┌─ DOCUMENT

Another question about ratios of Pochhammer symbols

Question

My question is similar to this question. Can $$\frac{(11/6)_n (7/6)_n (3/2)_n}{(3)_n}$$ be expressed 'nicely' in terms of factorials just like $(1/6)_n (1/2)_n (5/6)_n$ in the aforementioned question? Is there a general formula which allows one to convert from Pochhammer symbols to factorials?

└─

▶ _PROBLEM DETAILS_:
Rewrite the passage of the Pochhammer symbols question between "My question is" and "symbols to factorials?", inclusive, with "factorials" changed to "binomial coefficients".

┌─ RECORDED DATA

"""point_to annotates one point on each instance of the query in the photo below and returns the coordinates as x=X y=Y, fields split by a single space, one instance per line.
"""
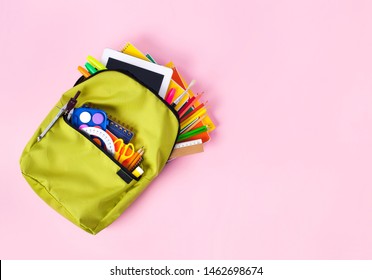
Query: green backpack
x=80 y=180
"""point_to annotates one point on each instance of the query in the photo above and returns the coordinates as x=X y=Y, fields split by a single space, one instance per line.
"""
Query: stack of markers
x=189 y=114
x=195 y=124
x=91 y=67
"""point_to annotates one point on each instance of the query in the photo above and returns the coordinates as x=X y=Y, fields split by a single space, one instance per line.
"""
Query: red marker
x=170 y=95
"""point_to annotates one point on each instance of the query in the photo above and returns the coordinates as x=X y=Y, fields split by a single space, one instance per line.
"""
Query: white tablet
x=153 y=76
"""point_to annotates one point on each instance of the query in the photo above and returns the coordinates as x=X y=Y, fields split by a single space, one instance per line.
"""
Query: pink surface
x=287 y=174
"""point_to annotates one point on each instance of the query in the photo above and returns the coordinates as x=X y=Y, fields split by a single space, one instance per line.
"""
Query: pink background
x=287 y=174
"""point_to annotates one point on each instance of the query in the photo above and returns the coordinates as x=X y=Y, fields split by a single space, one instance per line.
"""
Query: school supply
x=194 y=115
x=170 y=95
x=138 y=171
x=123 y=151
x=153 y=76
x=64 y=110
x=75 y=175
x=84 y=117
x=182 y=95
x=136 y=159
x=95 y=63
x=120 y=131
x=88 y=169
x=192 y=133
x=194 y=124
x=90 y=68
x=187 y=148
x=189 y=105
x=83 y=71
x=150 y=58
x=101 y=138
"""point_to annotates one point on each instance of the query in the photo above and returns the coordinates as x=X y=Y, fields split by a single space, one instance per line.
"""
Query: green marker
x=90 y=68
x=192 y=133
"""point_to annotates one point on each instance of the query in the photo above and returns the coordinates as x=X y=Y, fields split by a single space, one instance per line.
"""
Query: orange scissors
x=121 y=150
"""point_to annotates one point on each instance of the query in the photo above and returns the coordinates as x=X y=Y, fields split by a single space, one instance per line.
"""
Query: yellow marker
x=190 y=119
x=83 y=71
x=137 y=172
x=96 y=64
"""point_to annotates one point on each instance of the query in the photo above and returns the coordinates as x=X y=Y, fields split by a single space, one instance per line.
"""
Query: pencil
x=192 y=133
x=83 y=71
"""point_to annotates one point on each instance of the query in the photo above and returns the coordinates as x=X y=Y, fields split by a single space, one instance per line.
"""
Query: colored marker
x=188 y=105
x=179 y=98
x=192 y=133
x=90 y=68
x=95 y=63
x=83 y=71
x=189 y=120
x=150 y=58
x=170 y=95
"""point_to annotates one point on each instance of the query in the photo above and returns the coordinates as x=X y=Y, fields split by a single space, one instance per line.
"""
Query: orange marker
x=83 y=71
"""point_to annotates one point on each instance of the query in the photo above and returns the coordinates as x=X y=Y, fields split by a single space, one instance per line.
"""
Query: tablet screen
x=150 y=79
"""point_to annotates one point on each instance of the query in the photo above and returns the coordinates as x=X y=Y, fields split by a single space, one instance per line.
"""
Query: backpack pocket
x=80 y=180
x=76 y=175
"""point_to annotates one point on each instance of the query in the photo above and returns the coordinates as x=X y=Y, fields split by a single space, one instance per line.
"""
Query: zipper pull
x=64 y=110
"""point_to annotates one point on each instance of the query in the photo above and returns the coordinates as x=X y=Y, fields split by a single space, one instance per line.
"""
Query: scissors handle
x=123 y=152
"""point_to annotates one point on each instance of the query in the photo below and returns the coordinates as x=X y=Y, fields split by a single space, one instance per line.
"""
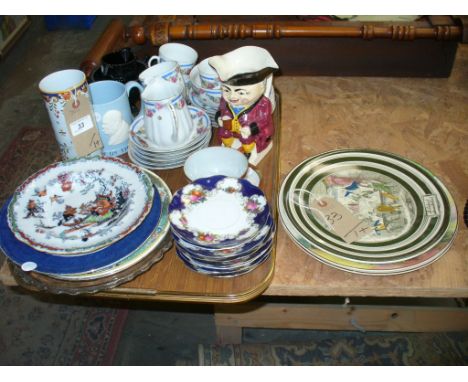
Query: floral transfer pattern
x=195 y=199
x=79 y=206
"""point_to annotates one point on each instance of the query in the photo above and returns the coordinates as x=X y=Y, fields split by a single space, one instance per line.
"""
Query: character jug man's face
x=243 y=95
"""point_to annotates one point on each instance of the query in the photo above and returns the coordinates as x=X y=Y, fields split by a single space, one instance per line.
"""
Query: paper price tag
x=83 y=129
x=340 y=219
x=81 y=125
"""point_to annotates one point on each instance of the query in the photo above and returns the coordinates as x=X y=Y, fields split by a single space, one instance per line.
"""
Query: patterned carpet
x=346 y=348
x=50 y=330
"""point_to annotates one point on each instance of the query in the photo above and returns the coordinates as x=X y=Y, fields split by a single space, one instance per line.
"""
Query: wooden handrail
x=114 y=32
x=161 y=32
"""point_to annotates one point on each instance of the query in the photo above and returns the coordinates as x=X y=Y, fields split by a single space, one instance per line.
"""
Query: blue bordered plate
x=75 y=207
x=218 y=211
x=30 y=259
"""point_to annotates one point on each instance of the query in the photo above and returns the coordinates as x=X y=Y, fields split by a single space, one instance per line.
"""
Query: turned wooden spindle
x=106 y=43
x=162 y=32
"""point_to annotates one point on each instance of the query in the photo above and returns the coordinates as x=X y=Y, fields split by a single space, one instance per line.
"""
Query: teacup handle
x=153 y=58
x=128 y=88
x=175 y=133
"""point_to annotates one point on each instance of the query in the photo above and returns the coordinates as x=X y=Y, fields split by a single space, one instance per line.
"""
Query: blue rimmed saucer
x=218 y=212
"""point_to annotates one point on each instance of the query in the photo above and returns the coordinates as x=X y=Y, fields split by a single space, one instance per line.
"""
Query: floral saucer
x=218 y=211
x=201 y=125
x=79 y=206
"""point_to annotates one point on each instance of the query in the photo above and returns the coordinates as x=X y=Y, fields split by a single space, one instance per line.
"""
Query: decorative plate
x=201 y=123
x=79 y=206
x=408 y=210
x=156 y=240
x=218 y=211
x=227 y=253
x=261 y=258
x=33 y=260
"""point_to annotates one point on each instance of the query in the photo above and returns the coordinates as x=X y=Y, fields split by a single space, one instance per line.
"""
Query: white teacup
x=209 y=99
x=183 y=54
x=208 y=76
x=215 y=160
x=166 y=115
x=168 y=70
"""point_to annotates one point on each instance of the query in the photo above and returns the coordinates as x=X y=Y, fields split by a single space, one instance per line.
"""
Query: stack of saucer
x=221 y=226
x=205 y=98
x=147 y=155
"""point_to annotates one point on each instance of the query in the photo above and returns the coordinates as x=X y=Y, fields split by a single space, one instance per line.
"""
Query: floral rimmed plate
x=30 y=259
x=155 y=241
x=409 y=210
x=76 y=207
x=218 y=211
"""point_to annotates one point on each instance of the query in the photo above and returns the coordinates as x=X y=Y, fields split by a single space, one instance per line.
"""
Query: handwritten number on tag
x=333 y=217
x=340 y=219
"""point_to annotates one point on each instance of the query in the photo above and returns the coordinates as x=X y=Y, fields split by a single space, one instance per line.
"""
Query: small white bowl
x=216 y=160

└─

▶ _WRITTEN SOLUTION_:
My question is similar to this question. Can $$\frac{(11/6)_n (7/6)_n (3/2)_n}{(3)_n}$$ be expressed 'nicely' in terms of binomial coefficients just like $(1/6)_n (1/2)_n (5/6)_n$ in the aforementioned question? Is there a general formula which allows one to convert from Pochhammer symbols to binomial coefficients?